Challenge A ::
Which parts of the building envelope does the Smithsonian museum text say are being renovated?
Challenge B ::
Carry on the Smithsonian museum text from its last sentence.

Reading text ::
Here’s MSC’s January Steel Structure Trivia question! The Smithsonian Arts and Industries museum on the National Mall in Washington, D.C., is undergoing renovations to the building envelope, including the structural steel framing, roof, windows and masonry facade. Pictured above is a shot of the new steel construction of the roof juxtaposed with the existing steel. Superior Iron Works, Sterling, Va., (an AISC member, AISC certified fabricator and advanced certified erector) is fabricating and erecting the steel for the project. The building will reopen in 2014. Your challenge is to name the year the Smithsonian Arts and Industries museum originally opened. Photo: Jacinda Collins, AISC


The Smithsonian Arts and Industries Museum originally opened in 1881, in time for the inaugural ball of President James A. Garfield. Congratulations to our winner, Robert Smith, P.E., a civil engineer with ATK - ABL Operations in Rocket Center, W.Va.


The Arts and Industries Building is the second-oldest of the Smithsonian museums on the National Mall in Washington, D.C. Initially named the National Museum, it was built to provide the Smithsonian with its first proper facility for public display of its growing collections. It was dedicated a National Historic Landmark in 1971.

Collected data ::
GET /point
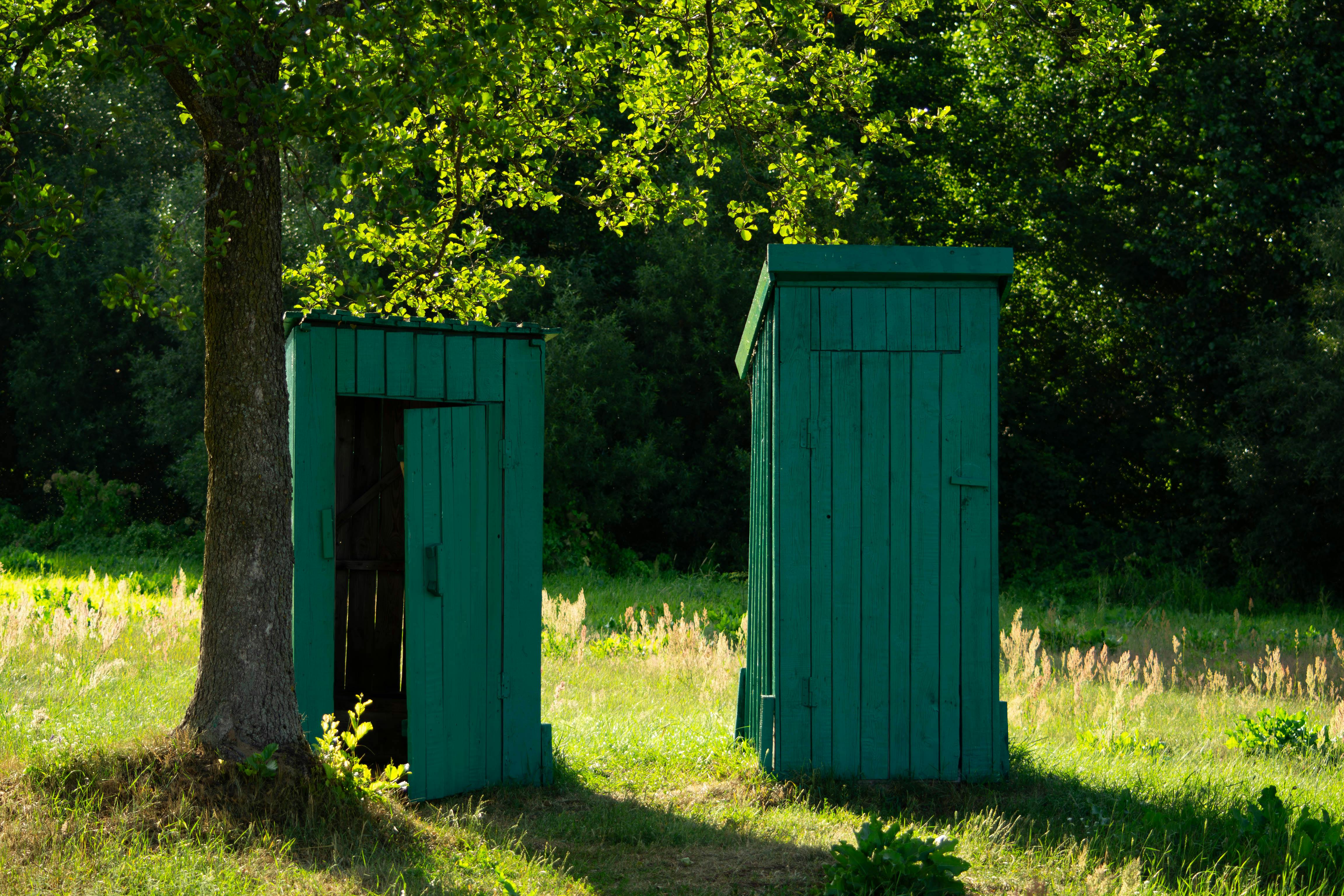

Right answer A ::
- structural steel framing
- roof
- windows
- masonry facade

Right answer B ::
In 2006, the building was named as one of America’s Most Endangered Places by the National Trust for Historic Preservation, and the building was closed due to its deteriorating condition. It received funding through the American Recovery and Reinvestment Act of 2009 and has been undergoing structural renovation since 2011.


The building is scheduled to reopen in the summer of 2014 to host programs and exhibitions related to innovation.


The Smithsonian Arts and Industries project, along with the Smithsonian National Museum of Natural History, recently won a 2013 Craftsmanship Award in the Metals category from the Washington Building Congress.


For more information and to take an online tour of the building’s history, visit


You can test your steel structure knowledge right here on our MSC website on the last Friday of each month, where a new photo will be posted to the Steel in the News section as our weekly “Steel Shot.” Your challenge is to correctly answer the trivia question provided in the news post, based on what you see in the photo. The next question will be posted on Friday, February 22, at 10 a.m. (CST).


backscratcher-007_sitn.jpgThe first three people who supply the correct answer will receive an MSC-branded stainless steel back scratcher! You’ll need it to successfully tackle those pesky itches after the trivia pressure subsides. (And check out that telescoping action! Wow!) Its five-fingered curved design reaches from 7 in. to 20 3/4 in. in length.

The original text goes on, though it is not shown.